§ **Written task 1**: In the text on photovoltaic growth, give the passage from "Europe added 11" to "Germany and Italy." again, substituting "fallen" for "slowed down".

§ **Text provided**:
++++++
Projections for photovoltaic growth are difficult and burdened with many uncertainties. Official agencies, such as the International Energy Agency consistently increased their estimates over the years, but still fell short of actual deployment.
Historically, the United States had been the leader of installed photovoltaics for many years. Its total capacity amounted to 88 megawatts in 1996, more than any other country in the world at the time. Then, Japan stayed ahead as the world's leader of produced PV electricity until 2005, when Germany took the lead and reached an installed capacity of 37,000 megawatts by 2014. China is expected to continue its rapid growth and to triple its PV capacity to 70,000 megawatts by 2017, becoming the world's largest producer of photovoltaic power.
By the end of 2013, worldwide installed photovoltaic capacity reached 139 gigawatts, close to 1 percent of the total electricity generation on the planet. For 2014, another estimated 35 to 52 GW will be installed, and by 2018 the worldwide photovoltaic capacity is projected to have doubled (low scenario of 320 GW) or even tripled (high scenario of 430 GW) within five years.
- 1 Current status
- 2 Forecast
- 3 History
- 4 All time
- 5 Yearly PV installations by country
- 6 All time PV installations by country
- 7 See also
- 8 External links
- 9 References
- Europe: 81,488 MW (58.7%)
- APAC: 21,992 MW (15.8%)
- China: 18,600 MW (13.4%)
- Americas: 13,727 MW (9.9%)
- MEA: 953 MW (0.7%)
- RoW: 2,098 MW (1.5%)
In 2013, another 38,400 MW of PV installations have been deployed. This is a new all time record in the history of worldwide PV growth and about 8,400 MW more than was deployed in the year before. The cumulated photovoltaic capacity increased by 38 percent to a running total of 139 GW. This is sufficient to generate at least 160 terawatt hours (TWh) of electricity every year and about 0.85 percent of the electricity demand on the planet.
Europe added 11 gigawatt of new PV installation in 2013. It is still the most developed region with a cumulated total of 81.5 GW, about 59 percent of the worldwide installed capacity. Solar PV now covers 3 percent of the electricity demand and 6 percent of the peak electricity demand. However, European PV deployment has slowed down by half compared to the record year of 2011, and will most likely continue to decrease. This is mainly due to the strong decline of new installations in Germany and Italy.
In 2013, photovoltaics grew fastest in China (+11.8 GW), followed by Japan (+6.9 GW) and the United States (+4.75 GW), while Germany remains the world's largest overall producer of photovoltaic power with a total capacity of 35.5 GW, contributing almost 6% to its national electricity demands. By now, Italy meets 7.8% of its electricity demands with photovoltaic power, thus making it the leader in that respect.
++++++
§ **Records of labeled points**:
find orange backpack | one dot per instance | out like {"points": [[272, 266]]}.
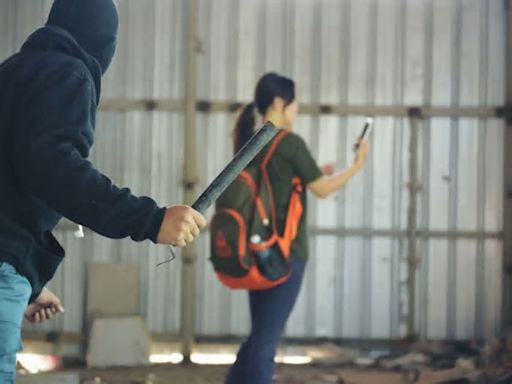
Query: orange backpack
{"points": [[247, 250]]}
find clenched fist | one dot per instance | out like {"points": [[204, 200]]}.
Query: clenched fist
{"points": [[46, 306], [180, 226]]}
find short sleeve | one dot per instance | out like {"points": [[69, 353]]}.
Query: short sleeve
{"points": [[303, 164]]}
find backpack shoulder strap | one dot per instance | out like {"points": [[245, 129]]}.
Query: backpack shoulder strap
{"points": [[280, 136]]}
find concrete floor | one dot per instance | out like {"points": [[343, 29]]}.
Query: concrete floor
{"points": [[178, 374]]}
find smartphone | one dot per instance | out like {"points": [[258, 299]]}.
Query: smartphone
{"points": [[365, 132]]}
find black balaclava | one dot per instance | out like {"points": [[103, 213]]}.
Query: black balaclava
{"points": [[93, 23]]}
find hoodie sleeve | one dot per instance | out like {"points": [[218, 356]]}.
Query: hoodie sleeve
++++++
§ **Written task 2**: Reproduce the records exactly, from the line with "find short sleeve" through the last line of the records.

§ **Written response 1**:
Europe added 11 gigawatt of new PV installation in 2013. It is still the most developed region with a cumulated total of 81.5 GW, about 59 percent of the worldwide installed capacity. Solar PV now covers 3 percent of the electricity demand and 6 percent of the peak electricity demand. However, European PV deployment has fallen by half compared to the record year of 2011, and will most likely continue to decrease. This is mainly due to the strong decline of new installations in Germany and Italy.

§ **Written response 2**:
find short sleeve | one dot per instance | out like {"points": [[69, 353]]}.
Query: short sleeve
{"points": [[303, 164]]}
find backpack shoulder strap | one dot per instance | out like {"points": [[245, 129]]}.
Query: backpack shoulder strap
{"points": [[280, 136]]}
find concrete floor | one dot per instance | out like {"points": [[343, 29]]}.
Query: concrete floor
{"points": [[178, 374]]}
find smartphone | one dot per instance | out like {"points": [[258, 299]]}.
Query: smartphone
{"points": [[365, 132]]}
find black balaclava | one dot per instance | out like {"points": [[103, 213]]}.
Query: black balaclava
{"points": [[93, 23]]}
find hoodie sleeve | one dot per instance | out like {"points": [[218, 356]]}.
Query: hoodie sleeve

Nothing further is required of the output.